■ **DIRECTIONS**
Quote the caffeine safety article word for word, everything from "According to the" down to "conditions of use.".

■ **TEXT SEGMENT**
....................
Pure Caffeine: A Danger for Consumers and Payment Facilitators

The popularity (and expense) of energy drinks and workout supplements has prompted many consumers to look for cheaper ways to consume their favorite beverages and pre-workout products. Exercise websites and DIY forums online are replete with recipes and instructional videos on how to make these products at home, which may contribute to the growing interest in pure powdered caffeine and the relative ease of obtaining it online. Although caffeine is the most widely consumed psychoactive compound worldwide, pure or highly concentrated caffeine is potentially lethal. For this reason, it poses risks for payment providers that onboard merchants selling this ingredient.

According to the FDA, at least two recent deaths in the US have been linked to products consisting of or containing only pure or highly concentrated caffeine. Dietary supplements that consist of only or primarily pure or highly concentrated caffeine are considered to be adulterated under the Federal Food, Drug, and Cosmetic Act (FDCA) because they present a significant or unreasonable risk of illness or injury under the conditions of use recommended or suggested in the labeling or, if no conditions for use are suggested or recommended, under ordinary conditions of use.
....................
Segmentation mask data
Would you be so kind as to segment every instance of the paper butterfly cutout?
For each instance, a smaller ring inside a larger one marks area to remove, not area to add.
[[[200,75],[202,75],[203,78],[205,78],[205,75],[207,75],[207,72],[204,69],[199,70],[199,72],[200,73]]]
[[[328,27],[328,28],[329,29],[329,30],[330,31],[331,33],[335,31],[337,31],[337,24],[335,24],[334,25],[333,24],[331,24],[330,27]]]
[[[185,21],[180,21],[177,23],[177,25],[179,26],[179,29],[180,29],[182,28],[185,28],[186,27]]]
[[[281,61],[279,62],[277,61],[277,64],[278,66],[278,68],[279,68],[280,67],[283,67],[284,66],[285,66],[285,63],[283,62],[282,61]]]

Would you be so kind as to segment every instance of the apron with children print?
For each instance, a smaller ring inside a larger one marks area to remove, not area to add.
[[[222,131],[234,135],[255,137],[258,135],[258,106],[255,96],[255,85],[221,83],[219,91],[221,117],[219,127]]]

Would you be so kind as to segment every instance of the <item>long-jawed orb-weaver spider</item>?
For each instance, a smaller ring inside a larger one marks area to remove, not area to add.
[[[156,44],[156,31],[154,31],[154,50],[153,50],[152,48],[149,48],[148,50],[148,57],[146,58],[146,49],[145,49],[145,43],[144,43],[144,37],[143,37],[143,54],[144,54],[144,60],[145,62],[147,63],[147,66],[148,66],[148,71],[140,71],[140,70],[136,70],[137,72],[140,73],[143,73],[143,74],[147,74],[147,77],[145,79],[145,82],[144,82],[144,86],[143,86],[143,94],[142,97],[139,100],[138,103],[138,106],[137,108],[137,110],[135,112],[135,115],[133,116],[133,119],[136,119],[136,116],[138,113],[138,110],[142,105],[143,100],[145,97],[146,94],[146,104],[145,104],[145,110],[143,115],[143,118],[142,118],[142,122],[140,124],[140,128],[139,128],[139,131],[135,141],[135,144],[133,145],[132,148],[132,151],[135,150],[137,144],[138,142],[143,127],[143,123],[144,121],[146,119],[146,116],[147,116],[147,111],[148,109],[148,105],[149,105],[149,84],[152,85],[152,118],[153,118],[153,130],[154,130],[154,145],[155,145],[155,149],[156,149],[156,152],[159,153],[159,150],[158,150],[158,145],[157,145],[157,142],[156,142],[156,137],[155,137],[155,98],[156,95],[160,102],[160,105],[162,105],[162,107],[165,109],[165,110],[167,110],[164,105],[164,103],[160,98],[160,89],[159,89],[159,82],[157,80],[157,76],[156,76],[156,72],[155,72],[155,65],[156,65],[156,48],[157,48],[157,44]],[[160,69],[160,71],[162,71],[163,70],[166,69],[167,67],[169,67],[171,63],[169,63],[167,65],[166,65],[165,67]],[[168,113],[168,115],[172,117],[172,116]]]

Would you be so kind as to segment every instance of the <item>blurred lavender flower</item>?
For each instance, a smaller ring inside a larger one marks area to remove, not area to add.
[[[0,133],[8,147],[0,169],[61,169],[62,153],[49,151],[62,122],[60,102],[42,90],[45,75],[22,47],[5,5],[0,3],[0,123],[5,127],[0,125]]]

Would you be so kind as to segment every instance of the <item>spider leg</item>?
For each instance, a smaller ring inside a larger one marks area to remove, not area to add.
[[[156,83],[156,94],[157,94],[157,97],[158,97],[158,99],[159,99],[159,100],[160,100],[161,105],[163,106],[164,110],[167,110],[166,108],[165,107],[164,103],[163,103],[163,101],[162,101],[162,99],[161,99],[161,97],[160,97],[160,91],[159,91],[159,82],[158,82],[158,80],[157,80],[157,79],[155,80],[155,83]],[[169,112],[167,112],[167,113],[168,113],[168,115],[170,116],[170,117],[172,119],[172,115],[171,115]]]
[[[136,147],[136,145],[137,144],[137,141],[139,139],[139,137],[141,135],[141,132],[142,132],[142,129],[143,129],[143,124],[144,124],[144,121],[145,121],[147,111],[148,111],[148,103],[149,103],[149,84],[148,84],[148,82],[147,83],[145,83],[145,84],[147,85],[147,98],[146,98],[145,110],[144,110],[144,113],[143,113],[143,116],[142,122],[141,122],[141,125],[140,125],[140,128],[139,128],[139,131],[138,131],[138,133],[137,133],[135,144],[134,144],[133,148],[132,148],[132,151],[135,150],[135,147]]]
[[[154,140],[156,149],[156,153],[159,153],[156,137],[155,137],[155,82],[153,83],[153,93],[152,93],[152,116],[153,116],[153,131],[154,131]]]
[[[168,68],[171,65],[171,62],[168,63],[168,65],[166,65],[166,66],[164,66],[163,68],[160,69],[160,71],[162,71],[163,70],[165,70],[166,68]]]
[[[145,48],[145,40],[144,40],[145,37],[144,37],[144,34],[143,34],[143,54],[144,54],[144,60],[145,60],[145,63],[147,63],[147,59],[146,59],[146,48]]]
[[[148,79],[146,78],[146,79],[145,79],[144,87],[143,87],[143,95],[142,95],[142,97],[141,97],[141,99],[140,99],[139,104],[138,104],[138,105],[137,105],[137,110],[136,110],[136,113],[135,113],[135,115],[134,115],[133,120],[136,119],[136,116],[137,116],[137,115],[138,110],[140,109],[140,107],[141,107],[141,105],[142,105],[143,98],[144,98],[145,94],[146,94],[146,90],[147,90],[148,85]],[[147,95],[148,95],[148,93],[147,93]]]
....................
■ **RESULT BELOW**
According to the FDA, at least two recent deaths in the US have been linked to products consisting of or containing only pure or highly concentrated caffeine. Dietary supplements that consist of only or primarily pure or highly concentrated caffeine are considered to be adulterated under the Federal Food, Drug, and Cosmetic Act (FDCA) because they present a significant or unreasonable risk of illness or injury under the conditions of use recommended or suggested in the labeling or, if no conditions for use are suggested or recommended, under ordinary conditions of use.